Task directions: Every line from the line containing "Please identify the tabby" through the final line of the data is to be printed exactly; no other line is to appear.

Material:
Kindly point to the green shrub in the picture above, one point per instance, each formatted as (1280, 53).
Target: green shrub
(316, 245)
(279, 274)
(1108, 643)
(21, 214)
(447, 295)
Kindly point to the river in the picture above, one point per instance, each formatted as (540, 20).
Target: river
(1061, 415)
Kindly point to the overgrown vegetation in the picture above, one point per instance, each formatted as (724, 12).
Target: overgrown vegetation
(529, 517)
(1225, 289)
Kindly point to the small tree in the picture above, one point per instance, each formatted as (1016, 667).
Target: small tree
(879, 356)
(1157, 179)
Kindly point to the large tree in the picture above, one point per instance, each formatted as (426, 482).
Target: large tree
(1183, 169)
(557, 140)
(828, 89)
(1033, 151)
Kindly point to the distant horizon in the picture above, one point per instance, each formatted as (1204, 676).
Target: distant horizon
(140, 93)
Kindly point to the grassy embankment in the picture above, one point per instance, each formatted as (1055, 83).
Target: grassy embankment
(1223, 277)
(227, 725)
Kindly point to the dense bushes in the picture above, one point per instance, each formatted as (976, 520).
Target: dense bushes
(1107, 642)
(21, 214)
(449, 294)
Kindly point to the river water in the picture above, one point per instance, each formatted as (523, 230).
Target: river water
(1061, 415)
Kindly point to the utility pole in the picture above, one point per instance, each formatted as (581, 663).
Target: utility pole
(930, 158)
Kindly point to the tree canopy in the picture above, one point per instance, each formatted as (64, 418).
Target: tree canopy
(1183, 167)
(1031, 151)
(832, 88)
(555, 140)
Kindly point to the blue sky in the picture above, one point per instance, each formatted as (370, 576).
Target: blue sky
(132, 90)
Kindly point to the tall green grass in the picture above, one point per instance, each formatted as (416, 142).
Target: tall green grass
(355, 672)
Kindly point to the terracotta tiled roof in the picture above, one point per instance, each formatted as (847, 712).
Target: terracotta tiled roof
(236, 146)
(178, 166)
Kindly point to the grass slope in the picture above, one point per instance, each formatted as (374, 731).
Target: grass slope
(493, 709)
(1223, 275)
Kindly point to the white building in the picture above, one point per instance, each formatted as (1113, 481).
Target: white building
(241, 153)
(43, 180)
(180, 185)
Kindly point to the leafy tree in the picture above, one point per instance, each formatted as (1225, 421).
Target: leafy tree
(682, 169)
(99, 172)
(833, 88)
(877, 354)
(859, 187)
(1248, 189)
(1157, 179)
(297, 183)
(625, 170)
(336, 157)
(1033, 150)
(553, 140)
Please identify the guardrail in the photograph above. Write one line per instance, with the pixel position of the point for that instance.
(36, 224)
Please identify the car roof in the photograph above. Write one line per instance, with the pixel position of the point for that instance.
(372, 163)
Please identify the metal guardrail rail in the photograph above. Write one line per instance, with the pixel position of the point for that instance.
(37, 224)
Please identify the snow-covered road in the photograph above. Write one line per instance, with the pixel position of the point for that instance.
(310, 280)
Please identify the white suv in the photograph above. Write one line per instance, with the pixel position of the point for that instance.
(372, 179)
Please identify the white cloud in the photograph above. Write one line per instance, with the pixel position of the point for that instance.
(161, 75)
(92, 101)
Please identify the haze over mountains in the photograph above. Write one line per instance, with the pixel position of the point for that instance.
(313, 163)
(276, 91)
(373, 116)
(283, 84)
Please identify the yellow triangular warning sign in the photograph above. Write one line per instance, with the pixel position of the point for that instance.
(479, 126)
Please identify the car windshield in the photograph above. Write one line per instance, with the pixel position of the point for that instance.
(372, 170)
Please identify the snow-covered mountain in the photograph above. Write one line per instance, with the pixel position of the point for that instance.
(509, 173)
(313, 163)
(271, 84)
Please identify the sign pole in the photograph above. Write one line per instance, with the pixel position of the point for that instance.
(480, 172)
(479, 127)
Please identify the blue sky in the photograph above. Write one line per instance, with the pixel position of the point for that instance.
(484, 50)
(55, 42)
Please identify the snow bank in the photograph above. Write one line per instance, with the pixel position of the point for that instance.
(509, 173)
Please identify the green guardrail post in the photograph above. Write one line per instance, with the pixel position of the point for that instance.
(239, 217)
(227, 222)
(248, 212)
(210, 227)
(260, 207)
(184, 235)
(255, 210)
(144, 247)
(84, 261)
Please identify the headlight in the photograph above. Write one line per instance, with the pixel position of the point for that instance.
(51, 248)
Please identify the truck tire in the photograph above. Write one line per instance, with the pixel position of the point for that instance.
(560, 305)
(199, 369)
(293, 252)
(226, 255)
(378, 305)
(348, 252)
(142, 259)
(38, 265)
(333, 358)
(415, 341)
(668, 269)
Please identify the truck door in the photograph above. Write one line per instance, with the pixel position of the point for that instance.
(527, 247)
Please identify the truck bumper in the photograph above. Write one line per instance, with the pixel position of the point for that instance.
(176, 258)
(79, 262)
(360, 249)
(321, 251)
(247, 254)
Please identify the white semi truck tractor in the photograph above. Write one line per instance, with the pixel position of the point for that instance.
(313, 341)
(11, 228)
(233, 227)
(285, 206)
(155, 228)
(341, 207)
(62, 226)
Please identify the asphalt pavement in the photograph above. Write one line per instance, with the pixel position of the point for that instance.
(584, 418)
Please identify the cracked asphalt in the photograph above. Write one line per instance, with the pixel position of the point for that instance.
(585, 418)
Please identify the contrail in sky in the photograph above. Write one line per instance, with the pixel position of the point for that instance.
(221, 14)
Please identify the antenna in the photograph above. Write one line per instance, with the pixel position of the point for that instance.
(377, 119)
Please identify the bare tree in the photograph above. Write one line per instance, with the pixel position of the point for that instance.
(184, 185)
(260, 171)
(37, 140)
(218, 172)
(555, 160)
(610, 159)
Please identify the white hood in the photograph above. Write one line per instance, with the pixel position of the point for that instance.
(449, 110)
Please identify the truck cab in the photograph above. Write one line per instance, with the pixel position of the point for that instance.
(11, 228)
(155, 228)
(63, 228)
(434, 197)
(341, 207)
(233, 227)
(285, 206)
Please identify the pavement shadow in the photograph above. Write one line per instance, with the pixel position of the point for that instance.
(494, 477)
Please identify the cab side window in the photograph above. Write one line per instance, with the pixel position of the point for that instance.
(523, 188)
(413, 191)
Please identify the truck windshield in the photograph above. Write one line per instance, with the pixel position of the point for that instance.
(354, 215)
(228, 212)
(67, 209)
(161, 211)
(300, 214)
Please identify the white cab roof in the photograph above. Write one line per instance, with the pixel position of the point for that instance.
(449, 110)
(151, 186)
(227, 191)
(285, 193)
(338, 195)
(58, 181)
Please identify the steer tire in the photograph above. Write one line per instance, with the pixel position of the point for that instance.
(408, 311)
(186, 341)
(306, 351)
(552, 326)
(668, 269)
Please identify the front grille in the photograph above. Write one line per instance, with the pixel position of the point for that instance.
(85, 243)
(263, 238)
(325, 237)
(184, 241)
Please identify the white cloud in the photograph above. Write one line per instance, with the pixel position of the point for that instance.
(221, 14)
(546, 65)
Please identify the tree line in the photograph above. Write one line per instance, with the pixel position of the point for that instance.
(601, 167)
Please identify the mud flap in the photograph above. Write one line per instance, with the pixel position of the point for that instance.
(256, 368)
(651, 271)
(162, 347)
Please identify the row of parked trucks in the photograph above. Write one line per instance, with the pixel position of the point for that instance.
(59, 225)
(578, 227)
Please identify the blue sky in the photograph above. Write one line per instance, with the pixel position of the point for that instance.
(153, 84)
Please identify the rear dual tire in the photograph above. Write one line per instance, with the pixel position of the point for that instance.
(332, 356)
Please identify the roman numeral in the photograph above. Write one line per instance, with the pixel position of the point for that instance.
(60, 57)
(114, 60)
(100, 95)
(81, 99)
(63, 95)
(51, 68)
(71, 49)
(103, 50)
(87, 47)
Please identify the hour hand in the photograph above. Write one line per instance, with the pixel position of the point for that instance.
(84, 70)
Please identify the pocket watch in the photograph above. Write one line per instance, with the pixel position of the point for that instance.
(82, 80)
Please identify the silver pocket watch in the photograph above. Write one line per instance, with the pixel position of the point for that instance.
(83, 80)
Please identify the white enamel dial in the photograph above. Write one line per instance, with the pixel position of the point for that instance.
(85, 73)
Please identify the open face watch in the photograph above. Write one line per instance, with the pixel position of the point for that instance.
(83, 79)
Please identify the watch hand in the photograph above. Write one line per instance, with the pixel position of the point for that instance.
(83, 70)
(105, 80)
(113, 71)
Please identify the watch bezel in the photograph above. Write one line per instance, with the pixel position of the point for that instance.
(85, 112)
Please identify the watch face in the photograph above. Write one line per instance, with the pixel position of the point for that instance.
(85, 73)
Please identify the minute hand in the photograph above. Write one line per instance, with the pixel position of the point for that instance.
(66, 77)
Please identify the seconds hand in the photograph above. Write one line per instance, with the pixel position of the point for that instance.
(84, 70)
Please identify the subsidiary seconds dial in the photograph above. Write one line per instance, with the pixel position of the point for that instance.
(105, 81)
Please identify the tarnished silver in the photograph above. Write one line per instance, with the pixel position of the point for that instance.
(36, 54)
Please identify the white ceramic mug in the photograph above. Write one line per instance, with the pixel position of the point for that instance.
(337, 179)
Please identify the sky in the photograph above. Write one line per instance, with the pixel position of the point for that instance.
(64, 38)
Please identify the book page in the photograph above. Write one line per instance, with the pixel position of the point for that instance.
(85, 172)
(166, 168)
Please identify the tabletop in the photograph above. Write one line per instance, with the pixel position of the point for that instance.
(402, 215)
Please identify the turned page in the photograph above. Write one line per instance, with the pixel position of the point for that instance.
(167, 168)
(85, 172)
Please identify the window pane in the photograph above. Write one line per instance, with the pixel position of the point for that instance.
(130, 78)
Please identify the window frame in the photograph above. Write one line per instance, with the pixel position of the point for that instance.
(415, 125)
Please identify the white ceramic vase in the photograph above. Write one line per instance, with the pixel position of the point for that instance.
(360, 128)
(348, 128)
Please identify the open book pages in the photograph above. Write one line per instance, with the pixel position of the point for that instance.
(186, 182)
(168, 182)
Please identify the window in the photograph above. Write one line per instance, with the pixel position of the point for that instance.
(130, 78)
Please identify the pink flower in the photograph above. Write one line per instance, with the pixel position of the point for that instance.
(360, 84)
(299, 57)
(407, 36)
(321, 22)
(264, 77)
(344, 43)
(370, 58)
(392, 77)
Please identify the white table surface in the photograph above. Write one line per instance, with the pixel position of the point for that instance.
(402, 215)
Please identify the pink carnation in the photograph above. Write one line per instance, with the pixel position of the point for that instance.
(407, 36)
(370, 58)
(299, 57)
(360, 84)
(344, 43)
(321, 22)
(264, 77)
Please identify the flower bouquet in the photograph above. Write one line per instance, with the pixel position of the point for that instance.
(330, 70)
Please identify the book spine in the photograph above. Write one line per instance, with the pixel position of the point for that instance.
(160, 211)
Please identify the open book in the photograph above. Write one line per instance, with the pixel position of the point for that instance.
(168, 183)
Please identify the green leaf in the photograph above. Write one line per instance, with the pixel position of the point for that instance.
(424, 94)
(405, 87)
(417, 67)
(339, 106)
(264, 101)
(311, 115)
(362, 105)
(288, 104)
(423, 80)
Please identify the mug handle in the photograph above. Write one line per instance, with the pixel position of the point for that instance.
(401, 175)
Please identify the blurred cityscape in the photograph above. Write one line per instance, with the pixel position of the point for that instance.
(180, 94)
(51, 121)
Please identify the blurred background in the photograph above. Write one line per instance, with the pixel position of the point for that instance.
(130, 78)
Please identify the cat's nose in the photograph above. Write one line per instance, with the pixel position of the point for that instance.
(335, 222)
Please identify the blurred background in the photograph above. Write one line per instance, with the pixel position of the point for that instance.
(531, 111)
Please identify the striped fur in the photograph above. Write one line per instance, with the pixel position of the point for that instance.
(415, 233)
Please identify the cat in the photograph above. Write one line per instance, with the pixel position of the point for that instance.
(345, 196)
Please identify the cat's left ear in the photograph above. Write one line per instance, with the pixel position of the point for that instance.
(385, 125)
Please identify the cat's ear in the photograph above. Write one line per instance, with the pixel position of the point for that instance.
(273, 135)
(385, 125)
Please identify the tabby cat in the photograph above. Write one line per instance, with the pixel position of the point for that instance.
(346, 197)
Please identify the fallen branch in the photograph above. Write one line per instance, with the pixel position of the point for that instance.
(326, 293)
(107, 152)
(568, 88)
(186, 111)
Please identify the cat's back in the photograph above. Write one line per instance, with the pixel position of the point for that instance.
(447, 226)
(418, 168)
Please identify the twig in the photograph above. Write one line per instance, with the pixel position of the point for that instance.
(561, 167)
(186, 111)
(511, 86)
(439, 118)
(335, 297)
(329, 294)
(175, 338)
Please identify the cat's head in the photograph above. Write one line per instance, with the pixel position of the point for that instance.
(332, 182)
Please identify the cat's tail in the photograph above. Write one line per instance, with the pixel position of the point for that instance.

Task output:
Please identify the tabby cat in the photograph above. Write one line per instance, with the pixel position of the point for that instance.
(346, 197)
Please identify the fallen branch in the photograph above. Write one line per instance, with the pixel position of the point for that instance.
(326, 293)
(107, 152)
(568, 88)
(186, 111)
Please identify the cat's back in the photograph above. Write one line per instance, with the pixel position of the point for that instance.
(447, 226)
(418, 168)
Please identify the twig in the photograph above. Write one line per instance, with the pixel position of the point for that instance.
(561, 167)
(186, 111)
(511, 86)
(439, 118)
(335, 297)
(329, 294)
(175, 338)
Please identify the cat's head in the photograph above. Write one line per instance, with the pixel position of the point for that instance.
(332, 182)
Please identify the cat's tail in the photograph above. Write one line per instance, with the pixel position of the point for that instance.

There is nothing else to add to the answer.